■ ACTION ITEM ■
Read through the listing below and return only the lines containing "window".
^^^^
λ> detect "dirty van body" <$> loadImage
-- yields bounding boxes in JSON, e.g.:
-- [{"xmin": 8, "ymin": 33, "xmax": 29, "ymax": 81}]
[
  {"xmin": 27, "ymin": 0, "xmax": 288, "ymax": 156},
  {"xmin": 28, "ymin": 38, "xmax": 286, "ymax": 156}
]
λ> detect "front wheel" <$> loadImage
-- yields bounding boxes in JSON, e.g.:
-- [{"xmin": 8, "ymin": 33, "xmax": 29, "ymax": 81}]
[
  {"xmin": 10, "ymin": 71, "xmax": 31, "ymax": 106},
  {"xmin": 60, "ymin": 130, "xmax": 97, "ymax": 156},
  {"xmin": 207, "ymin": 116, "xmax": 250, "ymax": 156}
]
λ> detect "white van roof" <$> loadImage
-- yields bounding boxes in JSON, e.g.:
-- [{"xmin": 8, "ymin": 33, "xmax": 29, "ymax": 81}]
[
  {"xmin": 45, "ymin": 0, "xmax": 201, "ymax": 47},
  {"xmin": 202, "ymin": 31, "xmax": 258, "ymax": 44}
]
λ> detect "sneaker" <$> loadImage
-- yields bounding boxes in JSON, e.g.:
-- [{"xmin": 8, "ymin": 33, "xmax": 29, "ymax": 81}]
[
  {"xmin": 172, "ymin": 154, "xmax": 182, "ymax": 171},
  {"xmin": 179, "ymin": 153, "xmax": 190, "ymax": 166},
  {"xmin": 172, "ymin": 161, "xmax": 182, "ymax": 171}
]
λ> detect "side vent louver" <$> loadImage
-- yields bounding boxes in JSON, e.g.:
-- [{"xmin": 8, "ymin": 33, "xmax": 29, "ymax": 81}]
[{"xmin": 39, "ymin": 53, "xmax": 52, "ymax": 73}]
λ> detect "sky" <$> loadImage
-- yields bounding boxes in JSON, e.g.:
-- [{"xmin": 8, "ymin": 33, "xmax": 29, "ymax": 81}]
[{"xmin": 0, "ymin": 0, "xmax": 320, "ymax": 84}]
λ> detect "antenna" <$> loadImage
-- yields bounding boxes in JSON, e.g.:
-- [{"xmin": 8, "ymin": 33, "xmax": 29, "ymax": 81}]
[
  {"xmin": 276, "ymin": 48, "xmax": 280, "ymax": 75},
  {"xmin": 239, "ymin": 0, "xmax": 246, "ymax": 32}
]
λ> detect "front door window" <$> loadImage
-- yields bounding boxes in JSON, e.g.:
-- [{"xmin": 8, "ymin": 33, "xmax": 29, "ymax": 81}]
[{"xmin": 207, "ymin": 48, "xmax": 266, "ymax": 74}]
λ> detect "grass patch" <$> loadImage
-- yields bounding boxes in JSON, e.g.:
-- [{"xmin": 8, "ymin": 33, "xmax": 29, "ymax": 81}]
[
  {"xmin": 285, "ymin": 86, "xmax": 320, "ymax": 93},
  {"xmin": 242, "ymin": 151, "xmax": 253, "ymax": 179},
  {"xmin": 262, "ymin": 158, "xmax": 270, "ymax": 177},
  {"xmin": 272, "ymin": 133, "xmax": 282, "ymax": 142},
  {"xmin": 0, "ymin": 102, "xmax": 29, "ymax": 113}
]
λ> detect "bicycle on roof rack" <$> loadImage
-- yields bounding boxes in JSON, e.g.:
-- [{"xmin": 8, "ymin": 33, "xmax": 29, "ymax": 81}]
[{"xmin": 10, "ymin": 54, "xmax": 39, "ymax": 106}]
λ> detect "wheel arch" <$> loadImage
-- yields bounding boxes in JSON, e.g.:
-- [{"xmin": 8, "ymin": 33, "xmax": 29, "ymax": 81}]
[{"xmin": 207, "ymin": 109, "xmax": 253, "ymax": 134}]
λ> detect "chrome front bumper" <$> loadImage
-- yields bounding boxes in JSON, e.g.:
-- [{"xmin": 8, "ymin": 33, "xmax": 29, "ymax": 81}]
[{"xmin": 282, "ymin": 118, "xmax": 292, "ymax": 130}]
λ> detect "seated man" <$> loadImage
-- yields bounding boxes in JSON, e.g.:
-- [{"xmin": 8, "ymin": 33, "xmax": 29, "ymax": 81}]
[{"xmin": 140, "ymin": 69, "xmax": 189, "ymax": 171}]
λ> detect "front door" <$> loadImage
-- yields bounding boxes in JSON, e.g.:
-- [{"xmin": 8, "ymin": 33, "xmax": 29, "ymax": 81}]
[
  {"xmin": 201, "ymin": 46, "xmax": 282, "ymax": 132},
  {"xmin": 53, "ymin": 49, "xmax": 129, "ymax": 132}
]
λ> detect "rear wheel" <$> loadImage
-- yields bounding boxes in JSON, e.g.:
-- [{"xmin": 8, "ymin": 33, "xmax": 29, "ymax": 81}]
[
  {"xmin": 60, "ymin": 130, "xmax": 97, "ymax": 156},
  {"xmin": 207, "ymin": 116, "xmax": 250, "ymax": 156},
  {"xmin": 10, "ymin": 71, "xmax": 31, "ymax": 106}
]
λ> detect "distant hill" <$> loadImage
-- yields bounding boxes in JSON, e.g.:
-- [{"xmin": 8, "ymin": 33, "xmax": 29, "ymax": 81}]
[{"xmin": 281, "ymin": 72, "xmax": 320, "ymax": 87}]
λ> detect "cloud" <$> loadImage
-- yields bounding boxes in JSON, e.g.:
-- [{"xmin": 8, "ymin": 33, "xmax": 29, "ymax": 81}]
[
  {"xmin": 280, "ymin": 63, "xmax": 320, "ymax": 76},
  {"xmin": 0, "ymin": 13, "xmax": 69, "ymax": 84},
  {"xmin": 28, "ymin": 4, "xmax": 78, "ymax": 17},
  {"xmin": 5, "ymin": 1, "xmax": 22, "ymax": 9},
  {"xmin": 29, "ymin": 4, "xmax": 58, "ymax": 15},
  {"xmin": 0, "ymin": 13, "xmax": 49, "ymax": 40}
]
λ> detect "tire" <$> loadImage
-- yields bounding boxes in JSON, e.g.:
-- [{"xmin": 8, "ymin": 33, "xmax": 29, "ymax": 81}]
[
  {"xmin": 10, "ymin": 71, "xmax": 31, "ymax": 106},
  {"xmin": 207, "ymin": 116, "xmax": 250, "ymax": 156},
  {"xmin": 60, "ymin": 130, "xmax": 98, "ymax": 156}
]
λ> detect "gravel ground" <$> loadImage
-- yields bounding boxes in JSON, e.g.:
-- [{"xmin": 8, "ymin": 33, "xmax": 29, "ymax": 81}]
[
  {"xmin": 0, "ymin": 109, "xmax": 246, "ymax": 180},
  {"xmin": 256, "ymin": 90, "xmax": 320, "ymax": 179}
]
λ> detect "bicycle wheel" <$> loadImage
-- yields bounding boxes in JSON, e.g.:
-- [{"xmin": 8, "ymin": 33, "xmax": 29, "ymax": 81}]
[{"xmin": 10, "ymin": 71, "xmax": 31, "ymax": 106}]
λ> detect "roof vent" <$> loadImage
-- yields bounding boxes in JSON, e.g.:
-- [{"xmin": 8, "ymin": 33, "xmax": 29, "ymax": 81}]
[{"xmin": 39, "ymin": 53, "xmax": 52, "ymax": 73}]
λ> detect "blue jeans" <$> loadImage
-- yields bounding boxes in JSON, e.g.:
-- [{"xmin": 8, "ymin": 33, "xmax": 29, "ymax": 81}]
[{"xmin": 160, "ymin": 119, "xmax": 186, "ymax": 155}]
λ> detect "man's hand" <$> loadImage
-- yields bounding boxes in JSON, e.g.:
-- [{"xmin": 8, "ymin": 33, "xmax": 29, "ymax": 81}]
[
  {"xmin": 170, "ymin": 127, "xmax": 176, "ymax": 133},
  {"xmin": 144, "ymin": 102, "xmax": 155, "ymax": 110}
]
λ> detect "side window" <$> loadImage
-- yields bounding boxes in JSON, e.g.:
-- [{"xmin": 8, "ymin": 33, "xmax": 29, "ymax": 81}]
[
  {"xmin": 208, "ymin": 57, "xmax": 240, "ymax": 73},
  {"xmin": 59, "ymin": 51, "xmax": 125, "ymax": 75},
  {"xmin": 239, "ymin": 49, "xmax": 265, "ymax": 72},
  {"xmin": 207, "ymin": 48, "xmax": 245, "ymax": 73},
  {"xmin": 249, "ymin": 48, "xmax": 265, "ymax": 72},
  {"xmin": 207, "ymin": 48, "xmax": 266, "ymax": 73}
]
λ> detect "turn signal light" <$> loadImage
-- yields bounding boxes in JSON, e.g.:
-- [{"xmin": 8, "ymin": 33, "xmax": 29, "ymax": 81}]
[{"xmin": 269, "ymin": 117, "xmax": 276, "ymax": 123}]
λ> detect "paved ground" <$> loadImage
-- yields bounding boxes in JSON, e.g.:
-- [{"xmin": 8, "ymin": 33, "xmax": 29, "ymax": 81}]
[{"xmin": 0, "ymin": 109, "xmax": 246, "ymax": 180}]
^^^^
■ WRITTEN SOLUTION ■
λ> detect "front door window" <$> loadImage
λ> detect "side window" <$> loadImage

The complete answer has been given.